##### EXCERPTED PASSAGE #####

Monday, August 23, 2010

Vegetable of the Week: Spinach

Sources: http://www.fruitsandveggiesmatter.gov, http://healthmad.com

Spinach is believed to be of Persian origin and introduced into Europe in the 15th century (Columbia Electronic Encyclopedia). Eating and preparing spinach is simple and easy, since it tastes good raw or cooked. In addition to being tasty, spinach’s popularity stems from its high nutritional value. Not only is spinach low in calories, it is also a good source of essential nutrients such as vitamins A and C.

Selection
Fresh spinach is usually found loose or bagged. For the best quality, select leaves that are green and crisp, with a nice fresh fragrance. Avoid leaves that are limp, damaged, or spotted. If you are in a rush, grab a bag of fresh, pre-washed spinach. The ready-to-eat packaging makes it easy to be on the go and still stay healthy.

Storage
Fresh spinach should be dried and packed loosely in a cellophane or plastic bag and stored in the refrigerator crisper. If stored properly, it should last 3 or 4 days.

Preparation
Spinach grows in sandy soil, so wash it thoroughly to get rid of the grainy, sandy particles. Make sure to tear off the stem. Separate the leaves, and place them in a large bowl of water. Gently wash leaves, and let the sand drift to the bottom of the bowl. Remove leaves from the water, and repeat the process with fresh water until the leaves are clean.

Health benefits of Spinach
1> Sight: Spinach contains a natural pigment known as lutein, and lutein has been studied and shown to have properties that help to prevent cataracts. Lutein also helps to prevent weakness in the eye muscles caused by aging.
2> Cancer: Spinach is also loaded with natural antioxidants called flavenoids. As an antioxidant, flavenoids help the body fight against cell damage from within. Which also helps the fight against cancer, reducing a person’s chances of contacting various forms of cancer, especially prostate cancer.
3> Energy: Perhaps this is where Popeye gets his powers from spinach. Iron is high in the leafy plant, and iron helps to carry blood throughout the body by helping to build red blood cells. More oxygen throughout the body and stronger red blood cells means more energy and less fatigue.
4> Cholesterol: Vitamin A, Vitamin C and Vitamin E all help to prevent or lessen the build up of that cholesterol within the arteries - and Spinach contains its fair share of all those vitamins!

##### DATASET RECORDS #####

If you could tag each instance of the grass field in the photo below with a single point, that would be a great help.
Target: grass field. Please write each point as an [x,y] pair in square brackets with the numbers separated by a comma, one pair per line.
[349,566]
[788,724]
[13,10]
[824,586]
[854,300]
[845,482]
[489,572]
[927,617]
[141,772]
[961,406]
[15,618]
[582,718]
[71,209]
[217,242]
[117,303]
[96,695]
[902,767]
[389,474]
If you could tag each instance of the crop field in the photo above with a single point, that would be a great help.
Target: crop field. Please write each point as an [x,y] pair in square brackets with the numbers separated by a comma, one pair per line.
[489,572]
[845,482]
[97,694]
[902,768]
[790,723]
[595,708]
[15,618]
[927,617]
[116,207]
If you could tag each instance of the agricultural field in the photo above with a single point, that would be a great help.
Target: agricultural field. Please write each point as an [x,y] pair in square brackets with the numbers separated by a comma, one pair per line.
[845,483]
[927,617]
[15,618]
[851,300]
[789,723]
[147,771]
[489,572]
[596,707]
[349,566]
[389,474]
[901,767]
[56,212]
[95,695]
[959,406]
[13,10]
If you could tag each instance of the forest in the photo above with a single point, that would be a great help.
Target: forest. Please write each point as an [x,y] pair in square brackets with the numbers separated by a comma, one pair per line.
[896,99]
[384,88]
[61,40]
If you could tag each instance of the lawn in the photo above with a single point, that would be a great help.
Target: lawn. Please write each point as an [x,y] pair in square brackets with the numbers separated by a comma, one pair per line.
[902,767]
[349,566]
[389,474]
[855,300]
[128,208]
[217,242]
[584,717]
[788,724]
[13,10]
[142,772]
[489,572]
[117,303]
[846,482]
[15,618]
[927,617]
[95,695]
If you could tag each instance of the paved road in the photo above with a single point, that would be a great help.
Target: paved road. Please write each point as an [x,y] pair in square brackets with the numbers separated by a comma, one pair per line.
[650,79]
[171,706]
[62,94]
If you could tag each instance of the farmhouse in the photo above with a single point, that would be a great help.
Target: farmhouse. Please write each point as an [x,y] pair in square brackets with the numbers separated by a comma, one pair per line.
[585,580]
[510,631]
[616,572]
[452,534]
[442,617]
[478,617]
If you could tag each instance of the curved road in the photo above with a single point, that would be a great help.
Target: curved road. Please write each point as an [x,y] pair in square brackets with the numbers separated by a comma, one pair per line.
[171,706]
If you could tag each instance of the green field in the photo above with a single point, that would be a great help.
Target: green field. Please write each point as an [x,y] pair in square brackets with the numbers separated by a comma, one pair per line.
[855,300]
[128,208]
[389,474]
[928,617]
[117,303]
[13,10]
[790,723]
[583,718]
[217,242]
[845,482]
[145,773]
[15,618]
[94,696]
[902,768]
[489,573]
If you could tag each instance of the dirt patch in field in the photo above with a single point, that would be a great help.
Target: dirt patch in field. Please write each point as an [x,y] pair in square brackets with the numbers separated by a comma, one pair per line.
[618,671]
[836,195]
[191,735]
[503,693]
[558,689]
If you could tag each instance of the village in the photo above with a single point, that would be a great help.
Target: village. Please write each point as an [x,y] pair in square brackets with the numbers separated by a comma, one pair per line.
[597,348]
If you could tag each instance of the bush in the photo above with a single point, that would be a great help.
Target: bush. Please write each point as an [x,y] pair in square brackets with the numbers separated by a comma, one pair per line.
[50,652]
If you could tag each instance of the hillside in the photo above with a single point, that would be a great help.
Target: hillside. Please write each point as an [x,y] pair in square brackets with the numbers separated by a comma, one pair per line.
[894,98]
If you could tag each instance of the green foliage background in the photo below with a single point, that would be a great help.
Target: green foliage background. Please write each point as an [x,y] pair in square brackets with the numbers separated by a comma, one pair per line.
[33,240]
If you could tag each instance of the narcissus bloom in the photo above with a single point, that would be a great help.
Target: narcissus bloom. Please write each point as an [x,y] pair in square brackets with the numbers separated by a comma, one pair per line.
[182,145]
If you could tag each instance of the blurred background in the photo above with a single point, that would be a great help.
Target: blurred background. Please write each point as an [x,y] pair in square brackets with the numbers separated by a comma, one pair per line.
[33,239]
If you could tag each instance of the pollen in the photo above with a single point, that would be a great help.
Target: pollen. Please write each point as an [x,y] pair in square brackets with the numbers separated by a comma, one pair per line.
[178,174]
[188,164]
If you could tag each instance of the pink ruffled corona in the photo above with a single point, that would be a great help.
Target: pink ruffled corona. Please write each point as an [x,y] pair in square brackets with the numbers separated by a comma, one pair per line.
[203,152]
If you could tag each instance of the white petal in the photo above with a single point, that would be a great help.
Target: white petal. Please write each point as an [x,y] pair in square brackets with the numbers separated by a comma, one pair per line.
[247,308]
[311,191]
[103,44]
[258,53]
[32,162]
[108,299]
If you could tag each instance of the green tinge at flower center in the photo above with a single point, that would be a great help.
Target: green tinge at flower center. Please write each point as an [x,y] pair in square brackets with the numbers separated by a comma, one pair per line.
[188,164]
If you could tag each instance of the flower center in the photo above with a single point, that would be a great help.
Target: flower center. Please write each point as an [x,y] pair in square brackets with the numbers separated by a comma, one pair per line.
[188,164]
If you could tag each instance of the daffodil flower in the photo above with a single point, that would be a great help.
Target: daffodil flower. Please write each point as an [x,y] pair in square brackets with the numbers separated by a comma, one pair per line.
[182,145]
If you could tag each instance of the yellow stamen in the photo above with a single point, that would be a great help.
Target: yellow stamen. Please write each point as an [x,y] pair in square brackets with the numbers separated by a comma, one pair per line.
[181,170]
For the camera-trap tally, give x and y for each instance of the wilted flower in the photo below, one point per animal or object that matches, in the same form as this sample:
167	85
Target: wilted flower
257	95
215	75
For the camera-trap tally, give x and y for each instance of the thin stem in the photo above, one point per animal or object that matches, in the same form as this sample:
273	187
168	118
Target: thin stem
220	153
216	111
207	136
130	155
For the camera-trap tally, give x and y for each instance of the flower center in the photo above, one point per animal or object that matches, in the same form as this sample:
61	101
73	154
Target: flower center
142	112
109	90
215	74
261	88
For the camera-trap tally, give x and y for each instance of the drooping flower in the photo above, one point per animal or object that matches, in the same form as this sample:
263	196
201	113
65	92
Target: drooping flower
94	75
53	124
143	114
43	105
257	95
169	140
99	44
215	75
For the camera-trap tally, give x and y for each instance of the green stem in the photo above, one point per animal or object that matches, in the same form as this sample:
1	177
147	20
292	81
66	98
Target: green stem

#####

• WORK ORDER A:
Sum up the spinach post in two sentences.
• WORK ORDER B:
Carry on the spinach post from its last sentence.
The records come from a different source than the spinach post.

• EXERCISE OUTPUT A:
The spinach post presents spinach as a vegetable thought to be of Persian origin that tastes good raw or cooked, is low in calories, and is a good source of vitamins A and C. It advises picking crisp green leaves, storing them dried in a bag in the refrigerator crisper for 3 or 4 days, and washing away the sand, and it lists benefits for sight, fighting cancer, energy, and cholesterol.

• EXERCISE OUTPUT B:
5> Bone strength: Vitamin K is also common within spinach, and Vitamin K helps the bones to retain higher levels of calcium. And that calcium keeps the bones strong and helps to prevent osteoporosis.
6> Blood pressure: Sodium raises your blood pressure. Spinach contains plenty of potassium, and potassium helps to lessen the effects of sodium and helps to keep blood pressure lower.
7> Diabetes: Eating spinach regularly is known to regulate blood sugar levels, it’s all the magnesium in spinach that helps this vegetable to regulate blood sugar levels.
8> Weight loss: Spinach doesn’t have a lot of calories, about 40 calories per cup of uncooked spinach. That combined with the fact spinach has twice as much fiber as most other lettuces means spinach is an excellent food for losing weight. The low calories means you can eat until you’re more than full. The extra fiber means your body isn’t going to hang onto much of that spinach for very long.
9> Aging: Considering all the anti-oxidant properties, vitamins, minerals, lutein and everything else found in spinach, this eatable green is known to strengthen the skin and thus to help with wrinkles and such with bring about the more aged look.
10> Stronger teeth: Remember all that Vitamin K from spinach that strengthens the bones? Well, your teeth are bones. Which means if you want stronger teeth, eating spinach is a bright idea.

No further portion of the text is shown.